Work to complete: Extract every line of the material that holds the string "from".

--*--

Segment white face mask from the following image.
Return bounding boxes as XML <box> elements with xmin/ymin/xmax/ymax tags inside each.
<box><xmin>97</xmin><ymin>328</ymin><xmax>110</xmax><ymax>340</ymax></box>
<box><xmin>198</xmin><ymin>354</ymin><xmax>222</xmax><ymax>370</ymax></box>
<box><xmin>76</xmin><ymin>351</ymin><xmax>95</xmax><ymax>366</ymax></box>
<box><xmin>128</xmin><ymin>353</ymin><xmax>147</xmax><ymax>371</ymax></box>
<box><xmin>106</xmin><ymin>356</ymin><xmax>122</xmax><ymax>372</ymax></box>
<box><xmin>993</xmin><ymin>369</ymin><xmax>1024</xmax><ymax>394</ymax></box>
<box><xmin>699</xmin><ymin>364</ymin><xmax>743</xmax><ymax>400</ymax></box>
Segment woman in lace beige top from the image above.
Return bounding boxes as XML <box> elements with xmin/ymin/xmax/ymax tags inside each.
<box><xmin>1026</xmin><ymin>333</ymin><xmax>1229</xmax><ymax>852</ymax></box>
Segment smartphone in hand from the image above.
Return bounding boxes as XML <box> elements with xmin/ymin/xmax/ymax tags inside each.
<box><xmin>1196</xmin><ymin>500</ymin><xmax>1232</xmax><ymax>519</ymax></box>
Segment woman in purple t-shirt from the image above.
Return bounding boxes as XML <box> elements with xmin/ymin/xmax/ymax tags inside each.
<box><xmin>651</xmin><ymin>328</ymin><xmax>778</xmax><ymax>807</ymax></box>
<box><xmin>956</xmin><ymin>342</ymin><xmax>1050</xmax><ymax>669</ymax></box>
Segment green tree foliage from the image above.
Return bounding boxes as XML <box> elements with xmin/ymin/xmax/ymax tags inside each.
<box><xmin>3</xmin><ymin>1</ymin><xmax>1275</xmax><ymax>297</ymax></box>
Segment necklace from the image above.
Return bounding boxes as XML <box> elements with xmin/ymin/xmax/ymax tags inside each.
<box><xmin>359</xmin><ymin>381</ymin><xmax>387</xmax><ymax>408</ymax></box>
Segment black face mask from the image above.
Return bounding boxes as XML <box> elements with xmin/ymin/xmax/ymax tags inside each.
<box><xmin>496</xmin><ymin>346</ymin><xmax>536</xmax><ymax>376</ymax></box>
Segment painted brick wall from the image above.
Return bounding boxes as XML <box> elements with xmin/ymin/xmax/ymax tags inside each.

--*--

Your response:
Segment white face mask from the following image.
Segment woman in lace beige top from the image above.
Segment smartphone in hand from the image above.
Segment woman in purple t-shirt from the image above.
Segment green tree foliage from the image above.
Segment necklace from the image above.
Segment black face mask from the image above.
Segment painted brick wall from the image above.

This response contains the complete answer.